DOCUMENT:

= The Book of American Negro Poetry =

1922 poetry anthology

The Book of American Negro Poetry is a 1922 poetry anthology that was compiled by James Weldon Johnson. The first edition, published in 1922, was "the first of its kind ever published" and included the works of thirty-one poets. A second edition was released in 1931 with works by nine additional poets.

== Background ==
The Harlem Renaissance was an intellectual and cultural revival of African American life centered in Harlem, Manhattan, New York City, spanning the 1920s and 1930s. A major aspect of this revival was poetry. Hundreds of poems were written and published by African Americans during the era, which covered a wide variety of themes. The Poetry Foundation wrote that poets in the Harlem Renaissance "explored the beauty and pain of black life and sought to define themselves and their community outside of white stereotypes." Poets such as Langston Hughes, James Weldon Johnson, and Countee Cullen became well known for their poetry, which was often inspired by jazz.

The poetry of the era was published in several different ways, notably in the form of anthologies. The Book of American Negro Poetry (1922), Negro Poets and Their Poems (1923), An Anthology of Verse by American Negroes (1924), and Caroling Dusk (1927) have been cited as four major poetry anthologies of the Harlem Renaissance.

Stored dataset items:
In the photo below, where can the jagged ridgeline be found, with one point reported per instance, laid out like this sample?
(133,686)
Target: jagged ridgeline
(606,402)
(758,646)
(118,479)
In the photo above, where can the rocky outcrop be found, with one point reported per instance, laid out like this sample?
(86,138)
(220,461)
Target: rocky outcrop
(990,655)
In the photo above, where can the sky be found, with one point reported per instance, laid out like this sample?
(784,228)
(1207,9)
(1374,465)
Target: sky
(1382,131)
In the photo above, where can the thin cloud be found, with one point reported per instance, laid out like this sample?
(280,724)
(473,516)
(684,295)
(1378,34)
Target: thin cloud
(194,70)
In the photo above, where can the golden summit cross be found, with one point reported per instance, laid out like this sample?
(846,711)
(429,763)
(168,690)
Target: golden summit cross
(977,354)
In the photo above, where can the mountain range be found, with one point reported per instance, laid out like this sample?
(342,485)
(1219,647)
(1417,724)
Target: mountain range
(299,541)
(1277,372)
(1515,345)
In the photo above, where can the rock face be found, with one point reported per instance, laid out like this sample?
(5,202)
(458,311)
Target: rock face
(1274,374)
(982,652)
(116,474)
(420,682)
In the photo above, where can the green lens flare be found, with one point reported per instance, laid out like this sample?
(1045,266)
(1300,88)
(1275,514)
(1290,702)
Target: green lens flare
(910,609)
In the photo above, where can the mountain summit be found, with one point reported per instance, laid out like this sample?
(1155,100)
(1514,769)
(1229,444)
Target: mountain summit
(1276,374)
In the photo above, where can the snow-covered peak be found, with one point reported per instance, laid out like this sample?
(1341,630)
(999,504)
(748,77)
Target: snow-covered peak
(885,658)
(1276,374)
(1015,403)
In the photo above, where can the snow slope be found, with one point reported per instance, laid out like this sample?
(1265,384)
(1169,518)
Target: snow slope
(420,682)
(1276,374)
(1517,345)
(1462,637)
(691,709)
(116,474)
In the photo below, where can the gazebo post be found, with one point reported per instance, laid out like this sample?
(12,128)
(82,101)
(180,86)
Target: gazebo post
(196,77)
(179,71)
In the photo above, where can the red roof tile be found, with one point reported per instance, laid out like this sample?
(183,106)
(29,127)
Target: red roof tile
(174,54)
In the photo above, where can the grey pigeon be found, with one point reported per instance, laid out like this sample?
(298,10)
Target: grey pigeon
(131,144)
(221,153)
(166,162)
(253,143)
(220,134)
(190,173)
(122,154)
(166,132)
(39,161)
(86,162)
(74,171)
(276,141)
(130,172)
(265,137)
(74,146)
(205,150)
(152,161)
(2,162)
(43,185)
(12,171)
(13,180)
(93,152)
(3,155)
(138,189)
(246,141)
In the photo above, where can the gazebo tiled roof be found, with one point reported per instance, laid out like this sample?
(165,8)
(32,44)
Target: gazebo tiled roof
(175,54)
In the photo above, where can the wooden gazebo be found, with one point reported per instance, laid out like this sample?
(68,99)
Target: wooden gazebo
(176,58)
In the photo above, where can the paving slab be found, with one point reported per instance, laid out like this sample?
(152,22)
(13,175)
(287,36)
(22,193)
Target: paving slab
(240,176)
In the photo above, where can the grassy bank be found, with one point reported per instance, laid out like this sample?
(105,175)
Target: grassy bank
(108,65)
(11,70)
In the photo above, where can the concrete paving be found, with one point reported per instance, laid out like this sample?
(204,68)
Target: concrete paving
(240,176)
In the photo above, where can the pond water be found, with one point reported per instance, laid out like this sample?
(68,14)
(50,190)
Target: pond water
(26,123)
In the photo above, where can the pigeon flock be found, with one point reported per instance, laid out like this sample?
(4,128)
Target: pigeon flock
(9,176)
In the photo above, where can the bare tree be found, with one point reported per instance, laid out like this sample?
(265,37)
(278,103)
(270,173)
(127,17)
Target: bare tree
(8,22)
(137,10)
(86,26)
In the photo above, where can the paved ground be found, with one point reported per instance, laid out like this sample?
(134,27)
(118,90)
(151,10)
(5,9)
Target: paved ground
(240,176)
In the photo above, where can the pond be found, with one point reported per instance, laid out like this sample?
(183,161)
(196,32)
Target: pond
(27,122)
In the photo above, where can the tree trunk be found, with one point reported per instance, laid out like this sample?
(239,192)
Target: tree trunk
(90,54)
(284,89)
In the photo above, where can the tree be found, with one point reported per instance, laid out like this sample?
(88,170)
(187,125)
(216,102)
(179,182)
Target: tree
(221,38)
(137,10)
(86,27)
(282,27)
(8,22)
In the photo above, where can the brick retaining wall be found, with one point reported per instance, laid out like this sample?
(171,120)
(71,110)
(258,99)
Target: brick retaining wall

TASKS:
#1 Shorten the paragraph of the anthology article beginning "The poetry of the era was published" into a brief list that keeps its main facts.
#2 Identify every line of the records that contains the string "ridgeline", treating uppercase and lowercase as different, and copy each of those lines.
The article and the records are unrelated to each other.

ANSWERS GIVEN:
#1
Harlem Renaissance poetry was published in several ways, notably in anthologies. Four major anthologies of the era:
- The Book of American Negro Poetry (1922)
- Negro Poets and Their Poems (1923)
- An Anthology of Verse by American Negroes (1924)
- Caroling Dusk (1927)

#2
In the photo below, where can the jagged ridgeline be found, with one point reported per instance, laid out like this sample?
Target: jagged ridgeline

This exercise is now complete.